Your tasks:
1. List each piece of advice in the quotation from Robert Fulghum's book in the sermon excerpt.
2. Rewrite the sermon excerpt starting at "Jesus does give" and ending at "other people on their terms.", switching "guests" to "visitors".

The reason Jesus’ words reminded me of the peanut butter and jelly sandwiches is because I found several sermons that tried to turn his words into a little instruction book. One preacher made a connection to Robert Fulghum’s All I Really Need to Know I learned in Kindergarten. Remember that book? The author took things we learned as kids and talked about how they applied to our lives, such as, “Share everything. Play fair. Put things back where you found them. Take a nap every afternoon. And when you go out into the world, watch out for traffic, hold hands, and stick together.”

Those words hold a lot of truth, and I am a huge fan of naps, but life doesn’t come with easy-to-follow instructions when it comes to how to live meaningfully—or perhaps it’s better to say the instructions are a starting point.

Jesus does give instructions, as did our kindergarten teachers, but he wasn’t offering a step-by-step manual of how to change the world, or even how to be a disciple. He was inviting them into a deeper understanding of what it means to love one another, whether those one anothers were people they knew or people they had just met. And so he told them to put themselves in positions where they needed the help of others, even as they were going out to try and help; to live within their means; and to meet people on their terms. If they didn’t want to engage, then give them space and move on.

He challenged them to be guests rather than experts, to act just as he had just done in Nazareth. Instead of a list of instructions, he told them to go and build relationships, to engage other people on their terms.

That’s as close as you can get, I suppose, for instructions on how to love someone: meet them on their terms and offer what you have. As The Message translated it, “You are the equipment.”

Given records:
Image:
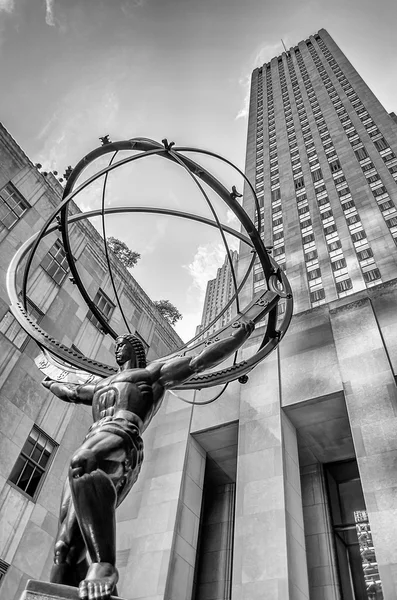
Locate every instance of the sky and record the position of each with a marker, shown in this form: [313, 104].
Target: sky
[74, 70]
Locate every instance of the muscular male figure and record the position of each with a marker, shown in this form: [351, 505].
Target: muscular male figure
[107, 464]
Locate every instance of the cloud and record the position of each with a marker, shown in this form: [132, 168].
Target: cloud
[204, 265]
[82, 109]
[260, 56]
[7, 5]
[49, 13]
[128, 7]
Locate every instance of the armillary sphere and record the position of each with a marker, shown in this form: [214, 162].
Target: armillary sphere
[264, 303]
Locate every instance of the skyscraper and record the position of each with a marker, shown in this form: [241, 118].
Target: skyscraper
[322, 154]
[218, 293]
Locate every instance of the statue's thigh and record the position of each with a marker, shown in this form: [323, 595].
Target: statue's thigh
[110, 452]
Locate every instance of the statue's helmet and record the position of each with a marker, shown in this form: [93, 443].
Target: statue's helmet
[139, 348]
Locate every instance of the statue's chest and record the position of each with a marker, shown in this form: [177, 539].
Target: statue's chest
[122, 391]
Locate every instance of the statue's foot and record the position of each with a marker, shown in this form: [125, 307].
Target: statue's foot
[99, 583]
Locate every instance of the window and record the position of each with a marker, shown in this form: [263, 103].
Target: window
[317, 175]
[330, 229]
[381, 144]
[311, 255]
[342, 286]
[299, 183]
[338, 264]
[276, 194]
[391, 222]
[371, 275]
[55, 264]
[361, 153]
[379, 191]
[3, 569]
[33, 462]
[364, 254]
[278, 251]
[334, 166]
[12, 330]
[358, 235]
[12, 206]
[317, 295]
[334, 245]
[313, 274]
[105, 307]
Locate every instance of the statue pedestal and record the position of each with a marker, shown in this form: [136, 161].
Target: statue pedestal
[41, 590]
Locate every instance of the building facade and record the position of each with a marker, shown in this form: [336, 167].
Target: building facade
[284, 487]
[321, 152]
[218, 293]
[37, 432]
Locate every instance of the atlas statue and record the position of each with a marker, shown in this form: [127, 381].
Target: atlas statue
[107, 464]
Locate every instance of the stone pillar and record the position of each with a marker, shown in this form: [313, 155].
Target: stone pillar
[323, 577]
[146, 520]
[269, 548]
[371, 401]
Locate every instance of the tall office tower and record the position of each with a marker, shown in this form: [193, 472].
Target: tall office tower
[321, 152]
[219, 291]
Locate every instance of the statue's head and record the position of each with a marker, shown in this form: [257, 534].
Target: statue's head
[130, 347]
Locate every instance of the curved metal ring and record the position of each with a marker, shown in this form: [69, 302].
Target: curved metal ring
[264, 303]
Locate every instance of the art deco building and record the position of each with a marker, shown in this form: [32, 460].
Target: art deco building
[37, 432]
[321, 153]
[285, 487]
[218, 293]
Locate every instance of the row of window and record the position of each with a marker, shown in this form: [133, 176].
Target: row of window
[342, 280]
[370, 272]
[386, 205]
[377, 137]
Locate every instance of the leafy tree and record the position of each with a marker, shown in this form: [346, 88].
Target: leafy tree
[128, 257]
[168, 310]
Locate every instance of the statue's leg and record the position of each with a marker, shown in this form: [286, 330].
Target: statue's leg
[70, 563]
[96, 473]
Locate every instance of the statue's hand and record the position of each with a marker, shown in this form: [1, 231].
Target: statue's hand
[47, 382]
[245, 328]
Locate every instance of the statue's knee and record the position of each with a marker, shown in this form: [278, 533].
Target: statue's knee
[61, 552]
[84, 461]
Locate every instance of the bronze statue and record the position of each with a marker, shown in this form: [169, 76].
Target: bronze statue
[107, 464]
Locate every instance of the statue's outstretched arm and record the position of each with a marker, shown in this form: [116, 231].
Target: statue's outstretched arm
[71, 392]
[178, 370]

Responses per task:
1.
- Share everything.
- Play fair.
- Put things back where you found them.
- Take a nap every afternoon.
- Watch out for traffic.
- Hold hands.
- Stick together.

2.
Jesus does give instructions, as did our kindergarten teachers, but he wasn’t offering a step-by-step manual of how to change the world, or even how to be a disciple. He was inviting them into a deeper understanding of what it means to love one another, whether those one anothers were people they knew or people they had just met. And so he told them to put themselves in positions where they needed the help of others, even as they were going out to try and help; to live within their means; and to meet people on their terms. If they didn’t want to engage, then give them space and move on.

He challenged them to be visitors rather than experts, to act just as he had just done in Nazareth. Instead of a list of instructions, he told them to go and build relationships, to engage other people on their terms.